GIVEN REQUEST A =
In the house banter story, what was stretched across the doorway, and what was it covered in?
GIVEN REQUEST B =
Please continue the house banter story from its final sentence.

## start GIVEN PASSAGE

And so, we come to the first source of banter in the house. It goes by the name of Katherine Lewis. Or Katie, as she is now known. A girl who revels in being an annoying little toerag who must have a deeplying love of pain, seeing as she knows she'll be punished for her actions.
The case in point in this instance happened when Callum had just won a game of Fifa 7-1. Truly happy he was with himself, too. Not wanting to let his happiness last, Katie decided it would be a laugh to turn the console off before the game was saved. But the devious slag was thwarted by the alert Callum, who instantly shoved her over and began pounding her just as she deserved. The attack went on for a good few minutes, and I even got involved myself, such were the nature of her actions. She begged for mercy, but, rightfully, we made sure she regretted what she'd done, until, eventually, we relented.
Error. Once Callum and I had moved away, Katie sat on the sofa and appeared to be recovering from the onslaught which had ensued, but then she pounced like a cat. With us two thinking the job had been done, the nuisance spun round and turned the Xbox off at the wall, sparking carnage in the lounge. Again she was pummelled by Callum and myself. Silly girl.
Another form of banter is the practical joke. Started by the deadly duo of Callum and Jamie, with Sean also keen to ruin people's day. The first instance of this came when I was driving back to Eastbourne on a Sunday night, having been at home for the weekend. Before I left, I had spoken to Jamie on the phone, and he said he wasn't sure if he'd be up when I got back.
As I approached the house, I looked up to the lounge window to see if the light was on, meaning Jamie was awake. It was. I parked my car, got my things together and got ready to go into the house, but before I did so, I had another look up to the window. Seeing them with a BB gun wouldn't have been out of the question. There was no gun, but there was no light either. They'd heard my car and turned it off. I knew something was up.
They couldn't have come outside that quickly, so I was safe walking to the door, but I opened it with caution. I carefully walked over the threshold expected to be jumped out on from any angle. But having shut the door behind me and looked around, all appeared normal. Until something glistened and caught my eye. "What the fuck is that?" I thought. A spider's web? No, I didn't think so. Once I'd banished that thought from my mind, I was literally lost for words at what this proposition was. But whatever it was, it was due to Jamie and Callum, so I had no doubt they were somewhere near, waiting for my mistake. So I decided to have a conversation with the darkness, if only to calm my own nerves. "Where's the light in this joint?" I remember saying. I couldn't find it, but not to worry, I was ready to face the barrier attempting to harm my progress into the house.
Having got up very close, I determined that it was in fact cling film, spread tightly across the doorway, with the hopeful aim of being invisible to the unsuspecting mug like me. Fairly harmless you might think. Well, yes, but it was drenched in honey. Not something I particularly fancied all over my face, hair and clothes. There was one sheet at face level, and another sheet at thigh level, so if I hadn't have suspected something was up, I'd have got a right good going over.

## end GIVEN PASSAGE
## start ENTRIES SUPPLIED

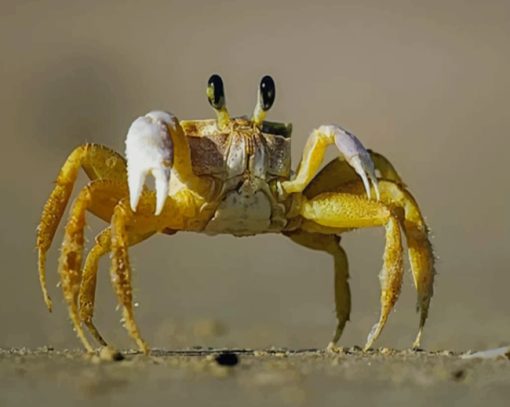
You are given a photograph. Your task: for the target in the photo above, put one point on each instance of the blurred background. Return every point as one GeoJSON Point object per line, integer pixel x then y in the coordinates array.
{"type": "Point", "coordinates": [425, 83]}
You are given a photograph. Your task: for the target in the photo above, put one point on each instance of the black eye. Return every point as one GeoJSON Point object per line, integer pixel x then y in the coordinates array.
{"type": "Point", "coordinates": [215, 92]}
{"type": "Point", "coordinates": [267, 92]}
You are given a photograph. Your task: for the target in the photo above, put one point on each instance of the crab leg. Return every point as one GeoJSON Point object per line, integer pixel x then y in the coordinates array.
{"type": "Point", "coordinates": [331, 245]}
{"type": "Point", "coordinates": [350, 147]}
{"type": "Point", "coordinates": [421, 256]}
{"type": "Point", "coordinates": [89, 277]}
{"type": "Point", "coordinates": [98, 162]}
{"type": "Point", "coordinates": [344, 211]}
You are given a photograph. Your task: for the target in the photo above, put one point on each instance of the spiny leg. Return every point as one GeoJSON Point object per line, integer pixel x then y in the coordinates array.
{"type": "Point", "coordinates": [331, 245]}
{"type": "Point", "coordinates": [88, 282]}
{"type": "Point", "coordinates": [121, 273]}
{"type": "Point", "coordinates": [89, 278]}
{"type": "Point", "coordinates": [344, 211]}
{"type": "Point", "coordinates": [421, 256]}
{"type": "Point", "coordinates": [99, 197]}
{"type": "Point", "coordinates": [98, 162]}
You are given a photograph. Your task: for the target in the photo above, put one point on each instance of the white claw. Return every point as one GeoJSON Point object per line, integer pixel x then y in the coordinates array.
{"type": "Point", "coordinates": [355, 163]}
{"type": "Point", "coordinates": [162, 181]}
{"type": "Point", "coordinates": [149, 149]}
{"type": "Point", "coordinates": [356, 155]}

## end ENTRIES SUPPLIED

FINAL RESULT A =
Cling film, drenched in honey.

FINAL RESULT B =
As is my style, I decided I would try and silently negotiate the obstacles, then make my way up to the lounge as if nothing had happened. But not long into my task, the silence was broken.
"He's crawling under it, what a bastard!" whispered Callum. Indeed I was. And so that was it. Game over.
"God I'm so disappointed," said an exasperated Jamie. "Waited up bloody hours for you to turn up and it didn't even work."
Not to be outdone, the next night I planted some traps of my own. As the rest of the house went out to get drunk, it was my time to pounce. I set up a cling film barrier half way up the stairs to the living room, hoping it'd catch them out and they'd think that was my attempt. However, in reality, that was only the decoy, and the real prank was a trip wire at the top of the stairs.
Sadly I was so tired I had to go to bed before they got back, but it wasn't long before I'd been woken up by their return. I couldn't quite work out who found it and how, but it became apparent my pranks had both failed.
"Little shit!" said a highly intoxicated Jamie. And so, in their drunken states, they set about setting up a honey-doused cling film sheet to go outside my bedroom door, hoping that I'd be so tired the next morning that I wouldn't realise it was there. Little did they know that I could hear their every move, and, when the time was right, I pounced. I crept up to the door, and when it all went quiet for a brief moment, I screamed through the door, prompting a sharp intake of breath on the other side, before they realised they'd been caught. Another game over.
The games have continued since, with Sean and Ewan getting in on the act when the rest of us were at pool league. The unfortunate party was Danny, a member of the pool team who doesn't live in the house, and therefore unwary of any possible threats.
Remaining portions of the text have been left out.